Source excerpt:
>> begin

Blathring in January, 2023
Jamaican that up
Sunday, January 29th, 2023 Alive 18,905 days
If you had plans for a tropical island vacation, better check your reservations. Google Maps says that all Jamaica is temporarily closed.
Squee the mechanic
Friday, January 27th, 2023 Alive 18,903 days
You want to be mad because Carnivalʼs web site is needlessly complex. But who can be cross with a towel animal?
A thorough review, Iʼm sure
Tuesday, January 24th, 2023 Alive 18,900 days
Yes. The error was doing business with MediaTemple/GoDaddy.
Itʼs a major award!
Monday, January 23rd, 2023 Alive 18,899 days
It seems that I can do things.
Today I received an e-mail telling me that my Windows Server training has earned me a major award. Maybe not major. Minor. OK, itʼs a PNG.
Collecting these badges is the way nerds boast to one another these days. Kind of like the way certain birds will collect shiny objects to attract a mate.

>> end

Dataset excerpts:
>> begin

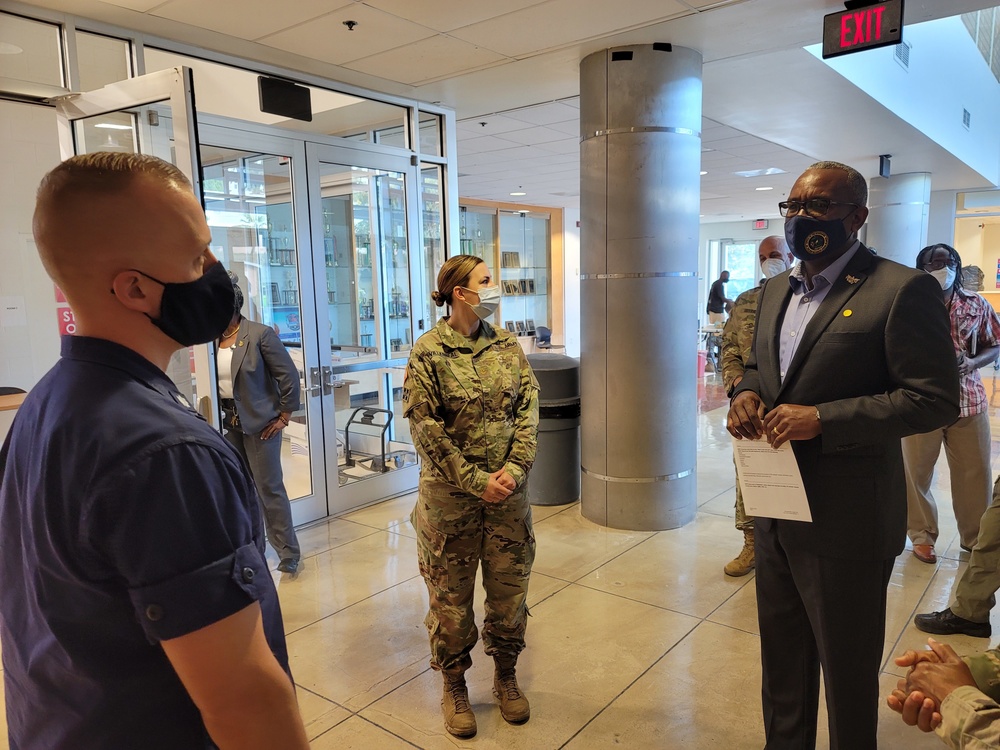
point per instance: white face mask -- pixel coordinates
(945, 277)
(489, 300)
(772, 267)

>> end
>> begin

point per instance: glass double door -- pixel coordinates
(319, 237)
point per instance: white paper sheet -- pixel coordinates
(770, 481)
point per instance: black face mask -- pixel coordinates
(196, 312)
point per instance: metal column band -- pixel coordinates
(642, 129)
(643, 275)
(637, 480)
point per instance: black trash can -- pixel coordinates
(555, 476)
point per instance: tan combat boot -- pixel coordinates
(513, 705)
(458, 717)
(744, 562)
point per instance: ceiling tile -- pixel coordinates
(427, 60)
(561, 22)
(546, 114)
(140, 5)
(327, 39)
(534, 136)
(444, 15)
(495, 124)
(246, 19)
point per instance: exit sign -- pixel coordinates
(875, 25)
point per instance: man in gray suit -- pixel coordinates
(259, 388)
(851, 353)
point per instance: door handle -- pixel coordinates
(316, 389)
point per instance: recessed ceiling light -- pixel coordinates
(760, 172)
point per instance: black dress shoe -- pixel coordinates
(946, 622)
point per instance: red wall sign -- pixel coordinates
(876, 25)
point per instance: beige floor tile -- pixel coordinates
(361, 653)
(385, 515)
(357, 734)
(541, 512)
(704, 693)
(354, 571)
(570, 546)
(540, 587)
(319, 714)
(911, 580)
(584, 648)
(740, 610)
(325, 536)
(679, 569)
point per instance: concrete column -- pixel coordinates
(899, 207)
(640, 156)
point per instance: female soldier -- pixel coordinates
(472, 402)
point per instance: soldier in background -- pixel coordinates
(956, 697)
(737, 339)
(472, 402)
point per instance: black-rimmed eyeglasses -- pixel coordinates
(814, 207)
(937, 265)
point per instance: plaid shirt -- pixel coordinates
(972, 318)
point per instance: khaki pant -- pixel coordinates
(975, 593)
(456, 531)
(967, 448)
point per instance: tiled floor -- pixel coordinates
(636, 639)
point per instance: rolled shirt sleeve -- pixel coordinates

>> end

Required task 1:
Write out the January 2023 blog posts in full, word for word.
Required task 2:
In the records, give again everything from the line containing "point per instance: plaid" down to the line containing "point per instance: rolled", including both of those lines.

Full solution 1:
Blathring in January, 2023
Jamaican that up
Sunday, January 29th, 2023 Alive 18,905 days
If you had plans for a tropical island vacation, better check your reservations. Google Maps says that all Jamaica is temporarily closed.
Squee the mechanic
Friday, January 27th, 2023 Alive 18,903 days
You want to be mad because Carnivalʼs web site is needlessly complex. But who can be cross with a towel animal?
A thorough review, Iʼm sure
Tuesday, January 24th, 2023 Alive 18,900 days
Yes. The error was doing business with MediaTemple/GoDaddy.
Itʼs a major award!
Monday, January 23rd, 2023 Alive 18,899 days
It seems that I can do things.
Today I received an e-mail telling me that my Windows Server training has earned me a major award. Maybe not major. Minor. OK, itʼs a PNG.
Collecting these badges is the way nerds boast to one another these days. Kind of like the way certain birds will collect shiny objects to attract a mate.

Full solution 2:
point per instance: plaid shirt -- pixel coordinates
(972, 318)
point per instance: khaki pant -- pixel coordinates
(975, 593)
(456, 531)
(967, 448)
point per instance: tiled floor -- pixel coordinates
(636, 639)
point per instance: rolled shirt sleeve -- pixel coordinates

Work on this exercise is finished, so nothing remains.